Texto de la página:
━━━
El 6 de octubre, al prestar
juramento como lehendakari -entonces se escribía así-, José A.
Aguirre, que no se sentía ya parte de la República española,
tomó una decisión semejante: incluyó en la fórmula un compromiso
radical a someterse a la Santa Madre Iglesia Católica,
Apostólica y Romana. El Vaticano iba a encontrarse en un muy
serio compromiso: no podía tomar medidas contra quienes así se
manifestaban. Eugenio Pacelli consultó el tema con el Papa, al
que sugirió una línea de conducta. En el caso de los vascos
-este hecho no se planteaba en Cataluña, donde el arzobispo
cardenal Barraquer había salvado la vida en el último momento
por intervención directa del Presidente de la Generalidad, que
le envió embarcado a Italia- se podía intentar una mediación,
negociando entre dos bandos que declaraban que el catolicismo
era valor fundamental.
Durante el resto del año 1936 y los primeros meses de 1937 tal
mediación resultaba impensable. Detenido Franco ante Madrid y
cobrando fuerza cada día el separatismo de Euzkadi, Aguirre,
autodenominado Generalísimo -lo que le permitía prescindir de
los mandos enviados desde Madrid- se creía seguro de la
victoria. Había perdido San Sebastián, pero contaba con
respaldos británicos y preparaba ya su propia ofensiva. Pasaron,
pues, meses vitales.
La declaración de «cruzada» por
parte de los obispos españoles causó impacto en los ambientes
católicos. Produjo en Francia una profunda división. Este país
tenía intereses directos respecto a lo que estaba sucediendo en
España: junto a las cuestiones religiosas estaban las
consideraciones políticas, derechas frente a izquierdas y
germanofilia. En consecuencia, los católicos se dividieron y
Jacques Maritain, cuya influencia sobre los monseñores vaticanos
era muy grande, se situó a la cabeza de un grupo de
intelectuales católicos empeñados en demostrar que era falso el
principio y que la República tenía razón. Para los católicos,
que experimentaban la más cruel de las persecuciones, era un
verdadero escándalo que pudieran colocarse al lado de los
verdugos. Pero en realidad lo que a aquéllos importaba -todavía
no había escrito Maritain El campesino del Garona- era que no
triunfase en España la derecha
(7).
━━━
Registros guardados:
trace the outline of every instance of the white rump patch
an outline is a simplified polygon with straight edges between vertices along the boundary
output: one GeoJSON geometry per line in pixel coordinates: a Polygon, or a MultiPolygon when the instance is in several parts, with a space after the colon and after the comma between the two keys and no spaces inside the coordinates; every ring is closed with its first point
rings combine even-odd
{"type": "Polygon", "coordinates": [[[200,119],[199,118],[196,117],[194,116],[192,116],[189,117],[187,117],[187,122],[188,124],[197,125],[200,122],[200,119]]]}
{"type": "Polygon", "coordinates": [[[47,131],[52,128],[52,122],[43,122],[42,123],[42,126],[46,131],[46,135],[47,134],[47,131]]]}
━━━
Tareas por hacer:
a - Pasa al inglés esta oración del texto de la página: «Produjo en Francia una profunda división.»
b - Cita el texto de la página empezando en "Durante el resto" y terminando en "pues, meses vitales.", sin cambiar nada.

Lista de respuestas:
a - It caused a deep division in France.

b -
Durante el resto del año 1936 y los primeros meses de 1937 tal
mediación resultaba impensable. Detenido Franco ante Madrid y
cobrando fuerza cada día el separatismo de Euzkadi, Aguirre,
autodenominado Generalísimo -lo que le permitía prescindir de
los mandos enviados desde Madrid- se creía seguro de la
victoria. Había perdido San Sebastián, pero contaba con
respaldos británicos y preparaba ya su propia ofensiva. Pasaron,
pues, meses vitales.